Segmentation mask data:
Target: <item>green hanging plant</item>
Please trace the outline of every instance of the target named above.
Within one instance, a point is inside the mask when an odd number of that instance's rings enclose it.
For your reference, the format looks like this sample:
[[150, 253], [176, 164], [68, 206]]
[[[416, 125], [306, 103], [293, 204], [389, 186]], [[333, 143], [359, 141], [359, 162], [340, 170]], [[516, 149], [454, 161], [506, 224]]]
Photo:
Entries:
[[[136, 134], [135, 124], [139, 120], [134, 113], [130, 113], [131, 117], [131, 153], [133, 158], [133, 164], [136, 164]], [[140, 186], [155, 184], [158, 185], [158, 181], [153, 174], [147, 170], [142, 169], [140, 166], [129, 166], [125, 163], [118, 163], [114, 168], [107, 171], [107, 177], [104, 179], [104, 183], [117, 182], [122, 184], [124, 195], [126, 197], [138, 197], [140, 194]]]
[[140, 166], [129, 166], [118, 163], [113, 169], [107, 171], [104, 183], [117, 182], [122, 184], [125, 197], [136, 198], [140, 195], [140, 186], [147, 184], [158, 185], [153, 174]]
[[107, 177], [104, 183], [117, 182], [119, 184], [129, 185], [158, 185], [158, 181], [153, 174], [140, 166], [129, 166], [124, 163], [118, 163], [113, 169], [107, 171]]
==
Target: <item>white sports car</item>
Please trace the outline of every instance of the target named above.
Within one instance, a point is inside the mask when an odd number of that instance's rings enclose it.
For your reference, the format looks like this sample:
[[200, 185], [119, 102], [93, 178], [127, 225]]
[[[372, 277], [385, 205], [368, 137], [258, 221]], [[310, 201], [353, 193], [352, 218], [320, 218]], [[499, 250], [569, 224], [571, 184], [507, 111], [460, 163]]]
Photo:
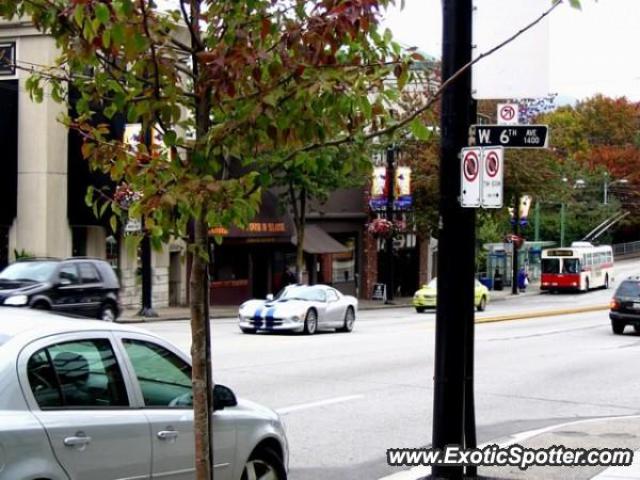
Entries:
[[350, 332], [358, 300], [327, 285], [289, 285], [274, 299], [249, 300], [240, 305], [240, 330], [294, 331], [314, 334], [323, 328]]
--
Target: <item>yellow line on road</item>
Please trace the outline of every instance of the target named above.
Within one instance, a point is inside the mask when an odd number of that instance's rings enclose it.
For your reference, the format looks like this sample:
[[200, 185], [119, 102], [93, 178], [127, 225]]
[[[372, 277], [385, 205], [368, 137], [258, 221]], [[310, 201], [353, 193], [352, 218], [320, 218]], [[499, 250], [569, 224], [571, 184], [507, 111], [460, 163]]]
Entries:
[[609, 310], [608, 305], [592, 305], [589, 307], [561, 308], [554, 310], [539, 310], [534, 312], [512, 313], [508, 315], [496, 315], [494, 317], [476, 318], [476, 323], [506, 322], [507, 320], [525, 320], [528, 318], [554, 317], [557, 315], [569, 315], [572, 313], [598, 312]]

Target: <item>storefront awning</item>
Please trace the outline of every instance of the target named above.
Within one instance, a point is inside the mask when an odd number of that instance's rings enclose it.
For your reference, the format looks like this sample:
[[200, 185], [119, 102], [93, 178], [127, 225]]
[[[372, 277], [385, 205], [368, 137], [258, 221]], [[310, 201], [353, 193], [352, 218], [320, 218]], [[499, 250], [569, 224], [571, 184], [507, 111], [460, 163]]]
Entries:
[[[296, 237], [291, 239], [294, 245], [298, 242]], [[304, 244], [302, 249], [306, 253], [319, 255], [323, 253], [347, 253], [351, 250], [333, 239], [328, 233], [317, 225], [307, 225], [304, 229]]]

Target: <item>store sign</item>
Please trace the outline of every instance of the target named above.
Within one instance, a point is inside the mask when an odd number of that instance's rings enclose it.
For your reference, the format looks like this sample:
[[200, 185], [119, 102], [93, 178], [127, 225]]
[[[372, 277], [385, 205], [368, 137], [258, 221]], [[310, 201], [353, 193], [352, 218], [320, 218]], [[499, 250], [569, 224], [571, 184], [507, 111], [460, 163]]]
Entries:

| The problem |
A complete answer reproduces every line of the records in which the word "item" occurs.

| Task solution |
Target: <item>green hanging plant</item>
Target: <item>white sports car</item>
Target: <item>yellow line on road</item>
Target: <item>storefront awning</item>
Target: <item>store sign</item>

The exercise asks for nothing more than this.